What to do — What you return should be the complete listing, unchanged, with no pictures in it.

──────

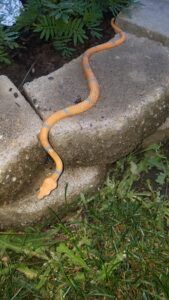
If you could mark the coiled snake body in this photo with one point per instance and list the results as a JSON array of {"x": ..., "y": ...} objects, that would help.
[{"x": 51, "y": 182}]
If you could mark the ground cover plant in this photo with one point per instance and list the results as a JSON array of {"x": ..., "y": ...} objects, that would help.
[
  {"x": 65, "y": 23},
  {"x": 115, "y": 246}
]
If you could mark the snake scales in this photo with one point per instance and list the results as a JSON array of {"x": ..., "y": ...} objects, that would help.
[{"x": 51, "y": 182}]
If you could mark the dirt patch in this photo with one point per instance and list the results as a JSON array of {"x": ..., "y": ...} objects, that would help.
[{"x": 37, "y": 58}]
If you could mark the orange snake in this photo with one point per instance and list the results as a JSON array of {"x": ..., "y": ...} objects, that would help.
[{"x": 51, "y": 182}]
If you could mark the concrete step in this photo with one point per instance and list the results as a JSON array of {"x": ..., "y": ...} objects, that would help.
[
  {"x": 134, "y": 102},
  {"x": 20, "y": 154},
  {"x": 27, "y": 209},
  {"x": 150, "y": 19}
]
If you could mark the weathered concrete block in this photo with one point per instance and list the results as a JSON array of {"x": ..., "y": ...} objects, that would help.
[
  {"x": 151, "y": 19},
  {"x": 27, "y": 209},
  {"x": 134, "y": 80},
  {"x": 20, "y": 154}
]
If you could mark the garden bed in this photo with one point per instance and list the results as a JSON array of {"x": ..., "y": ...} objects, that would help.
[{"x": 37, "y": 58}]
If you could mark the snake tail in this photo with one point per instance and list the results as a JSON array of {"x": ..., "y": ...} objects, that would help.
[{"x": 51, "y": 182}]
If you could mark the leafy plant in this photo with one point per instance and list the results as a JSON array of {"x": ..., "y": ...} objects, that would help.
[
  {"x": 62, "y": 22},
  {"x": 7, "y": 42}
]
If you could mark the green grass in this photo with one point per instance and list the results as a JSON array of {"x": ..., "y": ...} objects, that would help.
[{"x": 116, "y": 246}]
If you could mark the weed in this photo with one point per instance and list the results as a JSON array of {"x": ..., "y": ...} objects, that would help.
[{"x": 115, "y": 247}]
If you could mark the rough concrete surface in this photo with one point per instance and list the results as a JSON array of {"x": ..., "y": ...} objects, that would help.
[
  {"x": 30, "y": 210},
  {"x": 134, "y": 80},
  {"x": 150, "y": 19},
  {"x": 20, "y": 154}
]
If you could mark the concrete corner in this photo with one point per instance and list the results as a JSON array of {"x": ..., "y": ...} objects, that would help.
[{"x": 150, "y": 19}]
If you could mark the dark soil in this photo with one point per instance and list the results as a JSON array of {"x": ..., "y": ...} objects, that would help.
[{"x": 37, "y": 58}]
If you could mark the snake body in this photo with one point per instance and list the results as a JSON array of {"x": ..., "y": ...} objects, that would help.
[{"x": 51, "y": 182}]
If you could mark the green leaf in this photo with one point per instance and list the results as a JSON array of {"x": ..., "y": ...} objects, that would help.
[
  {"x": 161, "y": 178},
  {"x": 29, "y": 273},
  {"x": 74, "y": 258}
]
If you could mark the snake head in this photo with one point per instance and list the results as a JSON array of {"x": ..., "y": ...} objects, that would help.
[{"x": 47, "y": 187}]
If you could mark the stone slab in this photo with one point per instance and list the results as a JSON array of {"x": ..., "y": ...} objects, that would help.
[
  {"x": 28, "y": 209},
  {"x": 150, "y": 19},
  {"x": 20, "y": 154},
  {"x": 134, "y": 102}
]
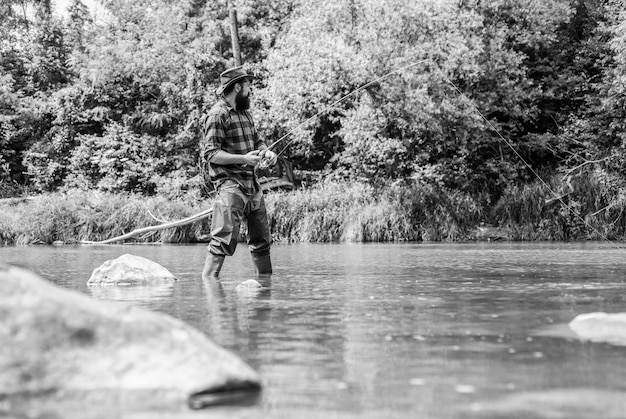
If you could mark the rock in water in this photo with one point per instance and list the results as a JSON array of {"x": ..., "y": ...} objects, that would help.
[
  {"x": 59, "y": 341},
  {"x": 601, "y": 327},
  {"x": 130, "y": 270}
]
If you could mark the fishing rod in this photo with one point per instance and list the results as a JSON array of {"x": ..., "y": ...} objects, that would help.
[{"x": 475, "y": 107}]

──────

Response area —
If you could mark the coiled snake body in this photo with one point per instance and list the results as a JSON array of {"x": ..., "y": ...} objects, that would help.
[{"x": 51, "y": 182}]
If you could mark the ground cover plant in this photo with one point per instance and list the results as a JSON array of {"x": ..., "y": ...} objects, that would help.
[
  {"x": 65, "y": 23},
  {"x": 115, "y": 246}
]
If you could mark the snake scales in this photo with one point per instance and list the results as a JSON array of {"x": ..., "y": ...} objects, that would help.
[{"x": 51, "y": 182}]
If you could mark the dirt patch in this photo with one point per instance and list the results as a JSON array of {"x": ..., "y": ...} objects, that would help.
[{"x": 37, "y": 58}]
If you could mark the orange snake in this photo with one point per instance and list the results as a JSON array of {"x": ..., "y": ...} objects, that would help.
[{"x": 51, "y": 182}]
If you could mark the concrete step in this photo with one point per instance and list the results as a JSON array of {"x": ..., "y": ...} objects, that would help.
[
  {"x": 134, "y": 102},
  {"x": 20, "y": 154},
  {"x": 27, "y": 209},
  {"x": 150, "y": 19}
]
If you could mark the weathered concrete block in this photo with one point per instance and list the results as a JSON array of {"x": ..., "y": ...} objects, that would help.
[
  {"x": 151, "y": 19},
  {"x": 27, "y": 209},
  {"x": 134, "y": 80},
  {"x": 20, "y": 154}
]
If you could mark the garden bed in this photo with one point per instance and list the results as a JSON array of {"x": ..., "y": ...} objects, that would help.
[{"x": 37, "y": 58}]
If you could mark the snake tail in this photo with one point per instance and list the results as a JSON array of {"x": ..., "y": ...} objects, that would help.
[{"x": 51, "y": 182}]
If you could mark the leafy plant in this photo with one point per instance and list the results as a JSON array of {"x": ..., "y": ...} objects, that would help.
[
  {"x": 62, "y": 22},
  {"x": 7, "y": 42}
]
If you could mark the green grass in this photo with one point per instance and list the results as a JSON array of {"x": ..., "y": ...} objects, that would help.
[{"x": 116, "y": 246}]
If you could mark the weed in this photo with one point per instance and list the results as a JSON array of {"x": ..., "y": ...} objects, that would help.
[{"x": 115, "y": 247}]
If you could mark the rough concrete surface in this photo with one point per instance and list the results as a JSON array of {"x": ..., "y": ...} objects, that would help.
[
  {"x": 30, "y": 210},
  {"x": 134, "y": 80},
  {"x": 150, "y": 19},
  {"x": 20, "y": 154}
]
If you could mark the concrete corner in this photo with one point per instance and list the results as a JSON array of {"x": ..., "y": ...} objects, that would help.
[{"x": 150, "y": 19}]
If you could mark the dark soil in this photo with one point per instance and list the results as a JSON array of {"x": ..., "y": ...} objects, that would help.
[{"x": 37, "y": 58}]
If you could mark the snake body in this photo with one point per instance and list the results as a JSON array of {"x": ..., "y": ...} objects, that would help.
[{"x": 51, "y": 182}]
If you could mark the green leaf in this photo with one point per instance and list the results as a JSON array of {"x": ..., "y": ...} objects, that would help.
[
  {"x": 161, "y": 178},
  {"x": 29, "y": 273},
  {"x": 74, "y": 258}
]
If you could mark the snake head in this photo with one point per instance and list the results as a JSON array of {"x": ..., "y": ...} objects, that would help.
[{"x": 47, "y": 187}]
If you could mark the stone slab in this photo with one point per instance and list the results as a JSON array of {"x": ..., "y": ...} objects, that would help.
[
  {"x": 28, "y": 209},
  {"x": 150, "y": 19},
  {"x": 20, "y": 154},
  {"x": 134, "y": 102}
]
If you could mark the rock in water in this photo with one point per instance and list the results as a JSON array of {"x": ..., "y": ...} objects, that would help.
[
  {"x": 59, "y": 341},
  {"x": 601, "y": 327},
  {"x": 130, "y": 270}
]
If you could mark the fishing rod in this photo with one point per instance and list the results as a JSON array of {"x": ..., "y": ...} objects, that would help.
[{"x": 475, "y": 107}]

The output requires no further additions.